§ WHAT YOU SHOULD DO
What do the lines say, reproduced word for word, from the first of the entries below through the line bearing "TARGET = white button-up shirt"?

§ DATASET ENTRIES

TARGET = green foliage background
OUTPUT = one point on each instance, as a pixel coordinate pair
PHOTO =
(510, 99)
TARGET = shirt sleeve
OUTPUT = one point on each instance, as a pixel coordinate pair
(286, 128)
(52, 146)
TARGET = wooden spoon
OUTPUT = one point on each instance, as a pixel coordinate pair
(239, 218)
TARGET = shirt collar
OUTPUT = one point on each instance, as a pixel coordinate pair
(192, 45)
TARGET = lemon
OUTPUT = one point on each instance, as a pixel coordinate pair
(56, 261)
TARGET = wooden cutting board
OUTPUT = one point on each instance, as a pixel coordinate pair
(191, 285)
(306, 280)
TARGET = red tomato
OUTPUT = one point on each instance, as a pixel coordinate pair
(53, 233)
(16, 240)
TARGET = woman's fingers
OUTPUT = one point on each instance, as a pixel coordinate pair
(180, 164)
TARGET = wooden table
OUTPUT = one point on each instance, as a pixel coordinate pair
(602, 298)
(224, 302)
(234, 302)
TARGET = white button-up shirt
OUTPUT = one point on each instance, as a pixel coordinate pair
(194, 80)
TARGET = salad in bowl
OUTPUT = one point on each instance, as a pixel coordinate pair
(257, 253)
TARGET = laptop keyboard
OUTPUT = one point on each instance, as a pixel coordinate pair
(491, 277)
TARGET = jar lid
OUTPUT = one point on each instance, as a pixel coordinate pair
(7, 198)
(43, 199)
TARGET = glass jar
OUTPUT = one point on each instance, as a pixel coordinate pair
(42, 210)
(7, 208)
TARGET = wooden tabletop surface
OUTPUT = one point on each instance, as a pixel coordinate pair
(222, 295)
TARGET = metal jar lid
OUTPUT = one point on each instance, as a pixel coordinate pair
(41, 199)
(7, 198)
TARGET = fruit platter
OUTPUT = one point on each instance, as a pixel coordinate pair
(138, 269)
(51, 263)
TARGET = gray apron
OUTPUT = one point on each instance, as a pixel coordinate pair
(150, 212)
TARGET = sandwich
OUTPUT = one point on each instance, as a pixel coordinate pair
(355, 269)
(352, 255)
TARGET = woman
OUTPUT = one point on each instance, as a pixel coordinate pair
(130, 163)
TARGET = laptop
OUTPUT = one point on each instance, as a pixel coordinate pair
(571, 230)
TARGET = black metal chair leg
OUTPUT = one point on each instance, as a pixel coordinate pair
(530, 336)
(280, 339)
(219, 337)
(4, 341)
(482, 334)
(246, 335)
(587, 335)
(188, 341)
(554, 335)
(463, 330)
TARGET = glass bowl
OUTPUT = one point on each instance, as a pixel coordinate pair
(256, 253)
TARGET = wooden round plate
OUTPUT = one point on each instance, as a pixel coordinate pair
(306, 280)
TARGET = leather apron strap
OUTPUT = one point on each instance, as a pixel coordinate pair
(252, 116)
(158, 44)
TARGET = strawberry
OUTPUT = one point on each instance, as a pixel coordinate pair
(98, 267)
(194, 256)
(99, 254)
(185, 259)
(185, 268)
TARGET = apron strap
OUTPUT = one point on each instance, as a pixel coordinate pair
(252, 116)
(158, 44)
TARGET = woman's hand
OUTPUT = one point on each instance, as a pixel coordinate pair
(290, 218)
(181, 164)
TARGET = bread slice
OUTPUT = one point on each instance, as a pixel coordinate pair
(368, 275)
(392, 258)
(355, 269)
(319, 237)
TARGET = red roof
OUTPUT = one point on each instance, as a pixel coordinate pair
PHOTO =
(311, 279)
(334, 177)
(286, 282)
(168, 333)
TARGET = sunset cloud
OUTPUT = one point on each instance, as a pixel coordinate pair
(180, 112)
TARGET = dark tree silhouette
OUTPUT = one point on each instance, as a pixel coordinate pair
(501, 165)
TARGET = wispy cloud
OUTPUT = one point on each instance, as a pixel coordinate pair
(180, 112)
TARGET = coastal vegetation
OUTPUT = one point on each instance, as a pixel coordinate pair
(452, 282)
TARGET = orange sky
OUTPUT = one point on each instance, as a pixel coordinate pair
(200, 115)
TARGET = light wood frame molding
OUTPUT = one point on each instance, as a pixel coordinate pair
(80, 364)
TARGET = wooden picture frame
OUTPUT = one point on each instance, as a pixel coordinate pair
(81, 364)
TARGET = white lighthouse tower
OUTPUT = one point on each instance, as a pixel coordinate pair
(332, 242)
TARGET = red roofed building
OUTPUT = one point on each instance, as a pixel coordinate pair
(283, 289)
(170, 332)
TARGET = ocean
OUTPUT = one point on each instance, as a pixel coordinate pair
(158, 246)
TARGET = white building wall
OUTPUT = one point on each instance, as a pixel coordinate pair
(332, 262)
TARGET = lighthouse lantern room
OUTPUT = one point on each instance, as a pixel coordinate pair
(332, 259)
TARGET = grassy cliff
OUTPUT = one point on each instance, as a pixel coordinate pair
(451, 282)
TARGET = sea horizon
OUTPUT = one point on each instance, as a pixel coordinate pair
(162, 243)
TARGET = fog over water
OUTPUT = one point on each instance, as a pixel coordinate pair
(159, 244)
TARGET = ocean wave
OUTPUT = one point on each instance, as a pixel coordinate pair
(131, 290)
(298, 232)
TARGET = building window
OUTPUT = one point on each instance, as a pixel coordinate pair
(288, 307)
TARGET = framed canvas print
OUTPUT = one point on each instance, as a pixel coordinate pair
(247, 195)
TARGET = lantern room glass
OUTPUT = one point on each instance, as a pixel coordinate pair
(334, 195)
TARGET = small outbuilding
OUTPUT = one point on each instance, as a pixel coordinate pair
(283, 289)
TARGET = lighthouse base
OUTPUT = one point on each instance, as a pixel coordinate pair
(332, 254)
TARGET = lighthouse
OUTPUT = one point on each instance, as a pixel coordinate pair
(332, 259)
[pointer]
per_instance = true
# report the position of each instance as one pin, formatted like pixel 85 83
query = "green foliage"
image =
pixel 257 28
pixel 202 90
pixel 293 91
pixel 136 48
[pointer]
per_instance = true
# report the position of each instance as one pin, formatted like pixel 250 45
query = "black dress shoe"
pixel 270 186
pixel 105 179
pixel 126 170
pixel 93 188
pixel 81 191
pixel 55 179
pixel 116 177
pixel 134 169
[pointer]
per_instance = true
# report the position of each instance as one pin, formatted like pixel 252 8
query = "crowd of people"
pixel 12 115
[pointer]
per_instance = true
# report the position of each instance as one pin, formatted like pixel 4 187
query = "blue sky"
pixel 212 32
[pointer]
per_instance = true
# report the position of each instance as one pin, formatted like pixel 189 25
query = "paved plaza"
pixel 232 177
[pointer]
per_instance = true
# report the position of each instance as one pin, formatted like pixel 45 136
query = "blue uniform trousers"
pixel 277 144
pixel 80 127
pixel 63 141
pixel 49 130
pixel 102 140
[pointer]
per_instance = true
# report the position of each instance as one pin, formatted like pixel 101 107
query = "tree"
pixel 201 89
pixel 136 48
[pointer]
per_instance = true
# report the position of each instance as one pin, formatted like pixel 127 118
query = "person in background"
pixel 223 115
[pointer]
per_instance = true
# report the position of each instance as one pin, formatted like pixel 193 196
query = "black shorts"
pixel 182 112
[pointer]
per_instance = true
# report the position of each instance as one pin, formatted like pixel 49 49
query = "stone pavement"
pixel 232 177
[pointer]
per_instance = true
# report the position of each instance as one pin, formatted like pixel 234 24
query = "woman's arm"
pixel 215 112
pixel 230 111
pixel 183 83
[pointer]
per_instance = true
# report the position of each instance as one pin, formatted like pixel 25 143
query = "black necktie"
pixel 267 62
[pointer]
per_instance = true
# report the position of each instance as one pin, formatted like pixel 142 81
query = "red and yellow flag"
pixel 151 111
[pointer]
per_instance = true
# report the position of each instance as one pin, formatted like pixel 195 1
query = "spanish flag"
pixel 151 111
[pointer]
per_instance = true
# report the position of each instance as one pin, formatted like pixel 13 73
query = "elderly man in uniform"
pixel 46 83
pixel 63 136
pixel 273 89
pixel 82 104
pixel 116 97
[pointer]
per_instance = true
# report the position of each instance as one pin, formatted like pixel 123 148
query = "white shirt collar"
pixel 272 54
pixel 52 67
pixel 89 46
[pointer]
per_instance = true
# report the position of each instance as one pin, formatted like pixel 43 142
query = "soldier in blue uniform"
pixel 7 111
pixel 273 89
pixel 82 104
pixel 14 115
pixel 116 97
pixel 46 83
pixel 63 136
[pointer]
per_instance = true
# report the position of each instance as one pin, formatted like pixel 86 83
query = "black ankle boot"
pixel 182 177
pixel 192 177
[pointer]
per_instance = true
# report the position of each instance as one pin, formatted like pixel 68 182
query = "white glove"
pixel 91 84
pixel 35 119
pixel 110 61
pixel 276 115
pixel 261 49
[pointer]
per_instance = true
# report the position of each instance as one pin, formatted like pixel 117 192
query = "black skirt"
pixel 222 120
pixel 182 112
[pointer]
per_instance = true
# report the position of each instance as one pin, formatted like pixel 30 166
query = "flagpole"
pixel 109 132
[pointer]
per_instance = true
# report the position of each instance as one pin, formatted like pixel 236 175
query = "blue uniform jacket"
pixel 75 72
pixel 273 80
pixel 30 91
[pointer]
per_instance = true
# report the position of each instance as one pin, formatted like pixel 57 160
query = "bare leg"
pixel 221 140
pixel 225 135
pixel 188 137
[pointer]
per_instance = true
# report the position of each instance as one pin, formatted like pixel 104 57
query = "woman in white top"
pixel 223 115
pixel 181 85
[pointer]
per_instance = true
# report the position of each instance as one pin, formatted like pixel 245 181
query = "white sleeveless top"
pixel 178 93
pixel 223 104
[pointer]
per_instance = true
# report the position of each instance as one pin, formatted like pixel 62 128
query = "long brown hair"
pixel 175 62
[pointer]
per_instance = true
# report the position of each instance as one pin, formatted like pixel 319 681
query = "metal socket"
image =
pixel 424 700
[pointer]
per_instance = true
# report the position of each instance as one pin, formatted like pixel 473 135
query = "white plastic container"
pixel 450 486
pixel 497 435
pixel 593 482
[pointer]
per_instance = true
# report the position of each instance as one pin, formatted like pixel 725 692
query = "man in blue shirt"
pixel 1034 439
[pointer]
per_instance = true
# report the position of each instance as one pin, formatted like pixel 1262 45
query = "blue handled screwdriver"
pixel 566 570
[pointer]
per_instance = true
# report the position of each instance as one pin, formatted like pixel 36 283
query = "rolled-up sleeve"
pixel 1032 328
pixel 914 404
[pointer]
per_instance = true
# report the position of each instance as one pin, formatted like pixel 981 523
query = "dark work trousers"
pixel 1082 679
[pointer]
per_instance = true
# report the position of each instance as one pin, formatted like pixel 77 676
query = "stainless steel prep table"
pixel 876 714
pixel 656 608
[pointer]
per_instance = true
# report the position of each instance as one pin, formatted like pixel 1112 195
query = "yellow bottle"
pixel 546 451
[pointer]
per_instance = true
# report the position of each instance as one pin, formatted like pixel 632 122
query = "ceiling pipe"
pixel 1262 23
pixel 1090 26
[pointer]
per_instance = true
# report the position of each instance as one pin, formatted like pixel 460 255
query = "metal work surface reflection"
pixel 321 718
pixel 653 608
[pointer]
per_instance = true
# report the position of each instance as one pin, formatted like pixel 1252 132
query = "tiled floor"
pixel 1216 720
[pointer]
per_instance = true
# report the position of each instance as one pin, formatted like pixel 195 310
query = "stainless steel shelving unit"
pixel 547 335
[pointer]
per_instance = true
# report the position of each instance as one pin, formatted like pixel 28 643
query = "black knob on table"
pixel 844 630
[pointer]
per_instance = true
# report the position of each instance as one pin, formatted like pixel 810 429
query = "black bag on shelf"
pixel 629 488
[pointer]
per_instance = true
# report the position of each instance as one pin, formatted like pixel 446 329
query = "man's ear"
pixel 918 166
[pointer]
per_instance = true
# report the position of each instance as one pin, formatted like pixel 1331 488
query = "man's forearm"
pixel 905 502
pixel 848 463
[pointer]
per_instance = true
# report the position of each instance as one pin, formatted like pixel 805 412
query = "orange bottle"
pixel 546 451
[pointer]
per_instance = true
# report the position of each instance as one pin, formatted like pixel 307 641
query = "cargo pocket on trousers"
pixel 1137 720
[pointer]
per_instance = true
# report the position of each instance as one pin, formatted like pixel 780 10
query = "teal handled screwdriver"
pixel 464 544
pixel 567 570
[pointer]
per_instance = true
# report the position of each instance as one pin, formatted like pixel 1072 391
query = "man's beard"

§ TASK OUTPUT
TARGET = green foliage background
OUTPUT = one point on each instance, as a pixel coordinate pair
PHOTO =
(510, 99)
TARGET = shirt sleeve
OUTPUT = one point on each instance, as a pixel coordinate pair
(286, 128)
(52, 146)
TARGET = wooden spoon
OUTPUT = one point on each instance, as a pixel coordinate pair
(239, 218)
TARGET = shirt collar
OUTPUT = one point on each instance, as a pixel coordinate pair
(192, 45)
TARGET = lemon
OUTPUT = one point on each instance, as a pixel coordinate pair
(56, 261)
TARGET = wooden cutting board
OUTPUT = one point on each instance, as a pixel coordinate pair
(191, 285)
(306, 280)
TARGET = red tomato
OUTPUT = one point on each instance, as a pixel coordinate pair
(53, 233)
(16, 240)
TARGET = woman's fingers
OUTPUT = one point on each instance, as a pixel coordinate pair
(180, 164)
TARGET = wooden table
OUTPUT = one point on each instance, as a pixel coordinate pair
(602, 298)
(224, 302)
(234, 302)
TARGET = white button-up shirt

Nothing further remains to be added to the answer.